» Passage fourni
Le premier est la prise de conscience que les organisations de la société civile qui œuvrent auprès des plus fragiles ne peuvent plus se passer d’une coopération durable avec les chercheurs et le monde académique, tant leurs défis vont grandir en complexité et en volume. Combattre la désinformation par les méthodes scientifiques et la production de nouvelles données est, de surcroit, une priorité pour éviter une polarisation croissante et une baisse des solidarités et des liens sociaux qui sont leur raison d’être.
Un autre enjeu est celui de la « localisation », agenda qui a émergé dans le champ de l’aide internationale en 2016 pour promouvoir une aide « aussi locale que possible et aussi internationale que nécessaire », mais tout aussi valable pour la recherche. Nous devons renforcer plus concrètement la participation et l’inclusion des chercheurs de tous les continents, notamment des pays les plus affectés par des crises, pour mieux écouter les sociétés et contribuer au débat scientifique mondial sur les questions humanitaires de manière plus équitable.
Renforcer les coopérations entre les praticiens en première ligne des fragilités et les chercheurs de toute discipline n’est pas un vain mot. Les financeurs privés et publics doivent comprendre que réconcilier le financement des opérations humanitaires et sociales avec celui de la recherche et de l’innovation ne peut que renforcer leurs impacts sur la société. Or trop rares sont les lignes budgétaires qui le permettent. Aussi, consacrer plus d’espace et de budget au dialogue entre chercheurs, organisations de la société civile et décideurs qui innovent ne peut que contribuer à une meilleure utilisation des ressources et une approche plus éthique des personnes accompagnées.

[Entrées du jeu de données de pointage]
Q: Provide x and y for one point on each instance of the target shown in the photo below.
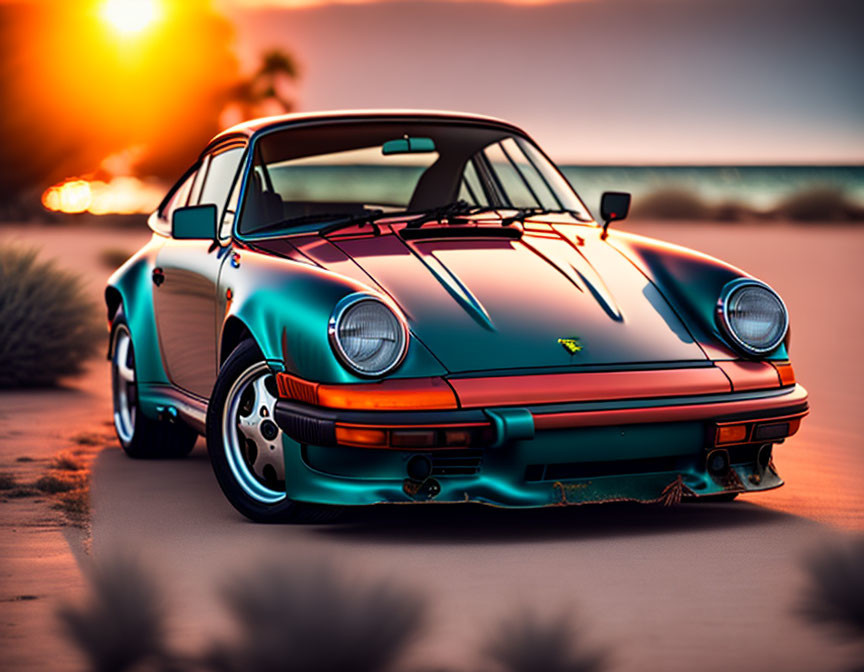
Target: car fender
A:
(286, 305)
(132, 283)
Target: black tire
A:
(247, 358)
(139, 436)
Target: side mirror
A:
(614, 206)
(197, 222)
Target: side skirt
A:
(169, 403)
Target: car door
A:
(186, 278)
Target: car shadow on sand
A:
(474, 523)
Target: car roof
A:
(250, 128)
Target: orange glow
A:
(128, 17)
(71, 196)
(121, 195)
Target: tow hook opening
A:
(421, 490)
(718, 463)
(763, 456)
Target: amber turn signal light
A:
(356, 436)
(731, 434)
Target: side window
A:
(195, 193)
(220, 178)
(230, 211)
(178, 199)
(471, 188)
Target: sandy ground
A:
(712, 586)
(40, 552)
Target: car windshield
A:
(320, 174)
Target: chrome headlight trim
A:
(348, 302)
(728, 291)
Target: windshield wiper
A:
(336, 220)
(523, 213)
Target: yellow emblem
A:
(571, 345)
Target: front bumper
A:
(643, 450)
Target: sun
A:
(128, 17)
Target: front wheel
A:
(245, 444)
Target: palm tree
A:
(277, 67)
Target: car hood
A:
(558, 297)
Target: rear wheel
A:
(139, 436)
(245, 444)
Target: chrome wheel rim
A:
(125, 392)
(251, 439)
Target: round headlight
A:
(753, 316)
(367, 335)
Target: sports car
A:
(365, 307)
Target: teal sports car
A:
(366, 307)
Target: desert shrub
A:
(66, 462)
(835, 591)
(671, 203)
(122, 625)
(59, 481)
(526, 642)
(820, 204)
(48, 328)
(317, 619)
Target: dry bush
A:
(59, 481)
(48, 328)
(314, 619)
(67, 462)
(122, 624)
(835, 592)
(527, 642)
(820, 204)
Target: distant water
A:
(759, 187)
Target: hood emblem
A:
(571, 345)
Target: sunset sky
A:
(647, 81)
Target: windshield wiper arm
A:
(457, 209)
(523, 213)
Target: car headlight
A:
(753, 316)
(367, 335)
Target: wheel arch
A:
(234, 332)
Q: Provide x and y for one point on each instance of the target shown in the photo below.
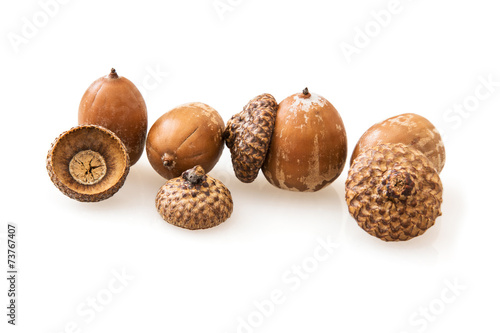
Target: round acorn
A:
(115, 103)
(410, 129)
(308, 146)
(186, 136)
(88, 163)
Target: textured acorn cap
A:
(248, 135)
(88, 163)
(194, 200)
(393, 192)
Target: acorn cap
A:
(194, 200)
(88, 163)
(248, 135)
(394, 192)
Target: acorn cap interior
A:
(88, 161)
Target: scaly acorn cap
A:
(248, 134)
(88, 163)
(194, 200)
(394, 192)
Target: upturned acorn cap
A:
(194, 200)
(248, 134)
(393, 192)
(88, 163)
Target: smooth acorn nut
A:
(115, 103)
(248, 135)
(194, 200)
(393, 192)
(409, 129)
(186, 136)
(308, 146)
(88, 163)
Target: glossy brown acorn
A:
(115, 103)
(409, 129)
(186, 136)
(88, 163)
(308, 146)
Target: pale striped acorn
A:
(410, 129)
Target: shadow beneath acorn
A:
(260, 205)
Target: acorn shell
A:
(308, 146)
(194, 200)
(410, 129)
(82, 139)
(186, 136)
(115, 103)
(248, 135)
(393, 192)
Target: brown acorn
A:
(194, 200)
(115, 103)
(308, 146)
(248, 135)
(88, 163)
(394, 192)
(186, 136)
(410, 129)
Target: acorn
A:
(248, 134)
(194, 200)
(410, 129)
(88, 163)
(186, 136)
(115, 103)
(308, 146)
(394, 192)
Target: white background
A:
(429, 57)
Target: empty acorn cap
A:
(194, 200)
(88, 163)
(248, 135)
(394, 192)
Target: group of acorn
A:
(393, 189)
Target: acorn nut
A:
(308, 146)
(410, 129)
(88, 163)
(248, 134)
(194, 200)
(394, 192)
(186, 136)
(115, 103)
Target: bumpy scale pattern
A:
(194, 206)
(248, 135)
(95, 197)
(374, 204)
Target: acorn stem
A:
(113, 74)
(194, 175)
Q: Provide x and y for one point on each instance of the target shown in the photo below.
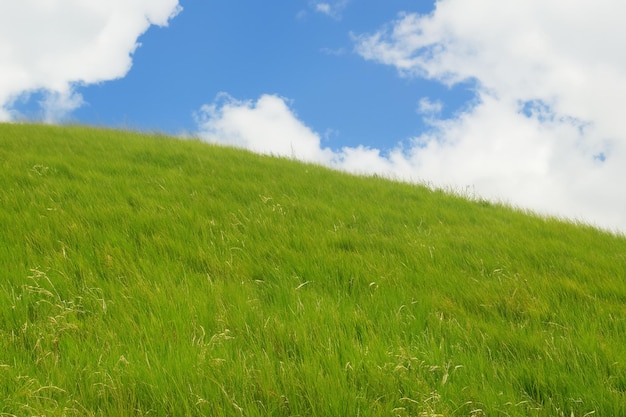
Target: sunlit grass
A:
(144, 275)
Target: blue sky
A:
(249, 48)
(517, 101)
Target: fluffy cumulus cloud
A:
(52, 46)
(545, 130)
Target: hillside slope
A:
(143, 275)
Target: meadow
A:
(142, 275)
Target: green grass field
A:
(148, 276)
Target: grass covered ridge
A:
(144, 275)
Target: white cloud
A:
(266, 126)
(546, 131)
(333, 9)
(427, 107)
(54, 45)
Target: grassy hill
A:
(148, 276)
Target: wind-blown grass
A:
(144, 275)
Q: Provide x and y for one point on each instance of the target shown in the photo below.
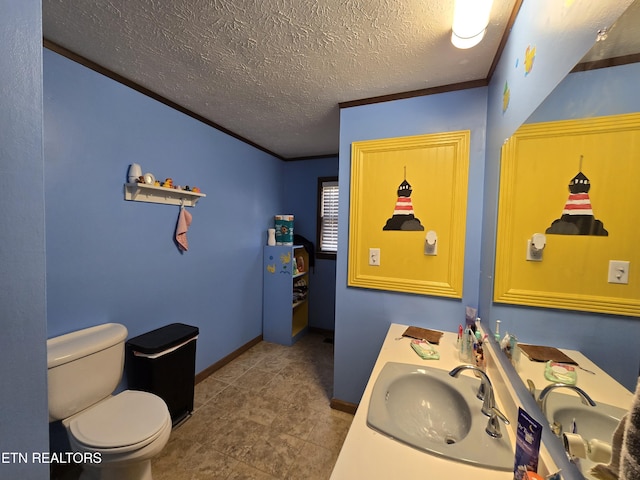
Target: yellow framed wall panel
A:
(538, 164)
(435, 167)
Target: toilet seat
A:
(125, 422)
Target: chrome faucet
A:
(485, 393)
(542, 398)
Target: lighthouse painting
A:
(577, 216)
(403, 217)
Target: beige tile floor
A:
(265, 415)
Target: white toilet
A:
(116, 436)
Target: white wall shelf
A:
(141, 192)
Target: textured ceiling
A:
(274, 71)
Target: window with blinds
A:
(327, 216)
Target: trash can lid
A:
(163, 338)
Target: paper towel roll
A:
(575, 445)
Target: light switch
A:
(374, 257)
(618, 271)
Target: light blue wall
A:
(111, 260)
(23, 361)
(300, 191)
(362, 315)
(603, 338)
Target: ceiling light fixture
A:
(470, 20)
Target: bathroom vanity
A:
(366, 453)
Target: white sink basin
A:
(592, 423)
(429, 410)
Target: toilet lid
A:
(126, 419)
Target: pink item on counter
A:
(184, 220)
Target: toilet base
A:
(131, 471)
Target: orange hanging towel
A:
(184, 220)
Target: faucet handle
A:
(493, 425)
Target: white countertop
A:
(369, 455)
(599, 386)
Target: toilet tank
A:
(84, 367)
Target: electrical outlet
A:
(374, 257)
(618, 271)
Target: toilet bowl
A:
(115, 436)
(120, 435)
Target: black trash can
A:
(163, 362)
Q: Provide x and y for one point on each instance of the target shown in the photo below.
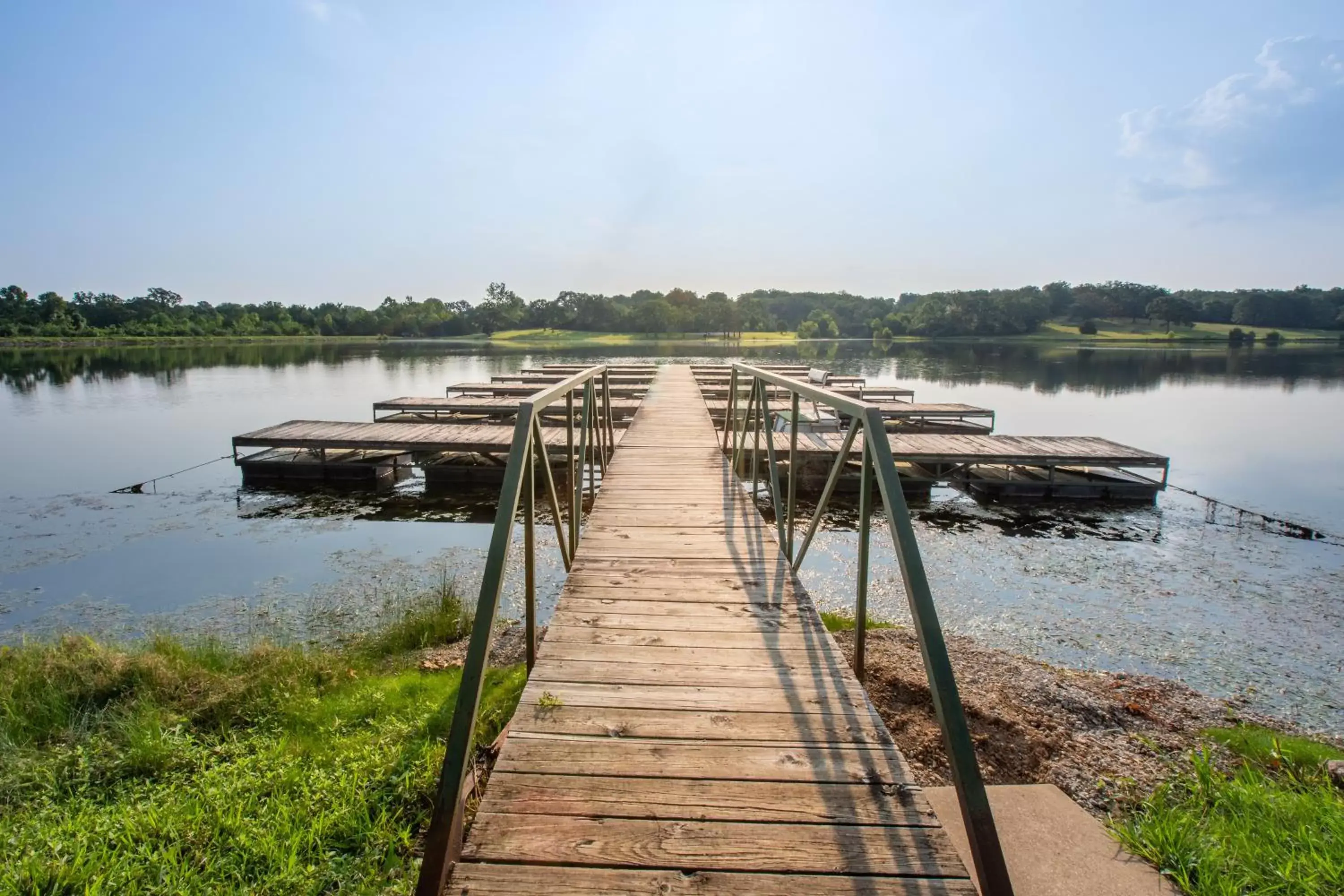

» Liste des tâches
• a. Répondez à ces questions sur le texte consacré à la coopération entre la société civile et les chercheurs :
(i) Pour quelle raison le texte juge-t-il prioritaire de combattre la désinformation ?
(ii) En quelle année l'agenda de la « localisation » est-il apparu dans le champ de l'aide internationale ?
(iii) Selon le texte, que doivent comprendre les financeurs privés et publics ?
• b. Convertissez en tableau Markdown les lignes des entrées situées entre celle qui contient « Target: ceiling light fixture » et la fin des entrées, bornes incluses. Utilisez les colonnes n et Ligne, omettez les lignes vides et laissez les images de côté.

» Réponses par tâche
• a.
(i) Il faut combattre la désinformation pour éviter une polarisation croissante et une baisse des solidarités et des liens sociaux.
(ii) Cet agenda est apparu en 2016.
(iii) Les financeurs doivent comprendre qu'en réconciliant le financement des opérations humanitaires et sociales avec celui de la recherche et de l'innovation, on ne peut que renforcer leurs impacts sur la société.

• b.
| n | Ligne |
|---|---|
| 1 | Target: ceiling light fixture |
| 2 | A: |
| 3 | (470, 20) |
| 4 | Target: bathroom vanity |
| 5 | A: |
| 6 | (366, 453) |
| 7 | Target: white sink basin |
| 8 | A: |
| 9 | (592, 423) |
| 10 | (429, 410) |
| 11 | Target: toilet lid |
| 12 | A: |
| 13 | (126, 419) |
| 14 | Target: pink item on counter |
| 15 | A: |
| 16 | (184, 220) |
| 17 | Target: toilet base |
| 18 | A: |
| 19 | (131, 471) |
| 20 | Target: orange hanging towel |
| 21 | A: |
| 22 | (184, 220) |
| 23 | Target: faucet handle |
| 24 | A: |
| 25 | (493, 425) |
| 26 | Target: white countertop |
| 27 | A: |
| 28 | (369, 455) |
| 29 | (599, 386) |
| 30 | Target: toilet tank |
| 31 | A: |
| 32 | (84, 367) |
| 33 | Target: electrical outlet |
| 34 | A: |
| 35 | (374, 257) |
| 36 | (618, 271) |
| 37 | Target: toilet bowl |
| 38 | A: |
| 39 | (115, 436) |
| 40 | (120, 435) |
| 41 | Target: black trash can |
| 42 | A: |
| 43 | (163, 362) |
| 44 | Q: Provide x and y for one point on each instance of the target shown in the photo below. |